··· ПРЕДЛОЖЕННЫЙ ОТРЫВОК ···

Перед началом представления Лёня обращался к публике с разъяснением: «Мы считаем, что Гоголь не в шутку главный труд своей жизни назвал поэмой. Это лирическое произведение от первой до последней своей страницы. Оно отправлено лично Гоголем лично к читателю. И именно в силу этого обстоятельства имело такое огромное общественное звучание. Сегодня мы вам покажем поэму Гоголя в восприятии нескольких читателей (то есть нас, артистов — Е. М.) Каждый читатель сыграет перед вами тот мотив поэмы, который его лично серьезно взволновал, явился поводом для раздумий об использовании человеческой жизни».

Просмотр спектакля происходил в ДК работников милиции. Его директор, Яков Семенович Ронкин, вынашивал идею организовать при Дворце театр. Ходил слух, что уже есть решение о количестве штатных единиц. И Лёня хотел использовать эту возможность. Наверное, было безумием верить, что дьячковский театр с такой высокой нравственно-эстетической программой (репертуар, составленный Лёней, включал пьесы «Баня», «Царь Федор Иоаннович», «Женитьба», «Гамлет», «Гроза», а в идейно-творческую программу театра он вписал такой пункт: «Создать современную пьесу, системой художественных образов утверждающую нравственный идеал, заложенный в Моральном кодексе строителя коммунизма») возможен на базе Дворца МВД. Милицейское министерство собиралось финансировать театр, который играл бы спектакли о героических буднях милиции. Это был идеализм, но Лёня верил. Безумцем его считали те, кто не понимал или не чувствовал его мощной цельной натуры художника. Он верил в свой театр и после того, как начинание с «Мертвыми душами» ушло в песок. А я верил в него. И рад, что в последней нашей совместной работе над его «Людоедом» уже не возникало конфликтов. Я сразу сказал, что творчески и человечески верю ему безусловно. И волнует меня только одно: оказаться на уровне и волне его художественных задач. В последнее время он часто повторял стихи, которые я слышал от него и раньше.

Мне всегда казалось, что сочинил их сам Лёня.

БАЛЛАДА О ТОМ, ЧТО ТАКОЕ ЧЕЛОВЕК

Хорошо быть богатым, но ему не хватает бедности;
Хорошо быть бедным, но ему не хватает богатства.
Хорошо жить в праздности, в лености,
Но ему не хватает рабства.

··· ЗАПИСАННЫЕ ДАННЫЕ ···

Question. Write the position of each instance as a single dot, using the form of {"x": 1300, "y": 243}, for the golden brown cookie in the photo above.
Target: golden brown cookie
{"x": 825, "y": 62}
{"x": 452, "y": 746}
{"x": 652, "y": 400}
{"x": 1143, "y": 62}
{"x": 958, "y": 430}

···

- ЗАДАНИЯ
A: Процитируйте дословно все строки записей отмеченных точек, от первой до последней.
B: Продолжите отрывок воспоминаний о Лёне и его театре, начав сразу после последнего предложения.

- ОТВЕТЫ К УПРАЖНЕНИЯМ
A:
Question. Write the position of each instance as a single dot, using the form of {"x": 1300, "y": 243}, for the golden brown cookie in the photo above.
Target: golden brown cookie
{"x": 825, "y": 62}
{"x": 452, "y": 746}
{"x": 652, "y": 400}
{"x": 1143, "y": 62}
{"x": 958, "y": 430}

B:
И никогда вы его не сломаете
Ни штыком, ни прописью истин,
Потому вы его уважаете,
Потому он вам ненавистен!
Будет в старости он молодиться,
Будет в молодости «стариком»,
И на смертном одре напиться
Он захочет грудным молоком.
И в ужасный момент кончины
Он постигнет жизни причины!
И никогда вы его не сломаете
Ни штыком, ни прописью истин.
Потому вы его уважаете,
Потому он вам ненавистен!

Его дух не был сломлен. Что-то сломалось в его организме. В предсмертной записке первой была фраза: «Я сделал все».

В детстве Лёня очень любил корабли. Его первая живописная работа — парусник. В его последней пьесе «Людоед» есть прекрасный монолог о любви к парусным кораблям. Сама смерть Лёни кажется мне похожей на гибель корабля в бою: капитан видит, что все средства исчерпаны, положение безнадежно. И тогда, не спуская флага, он отдает приказ открыть кингстоны.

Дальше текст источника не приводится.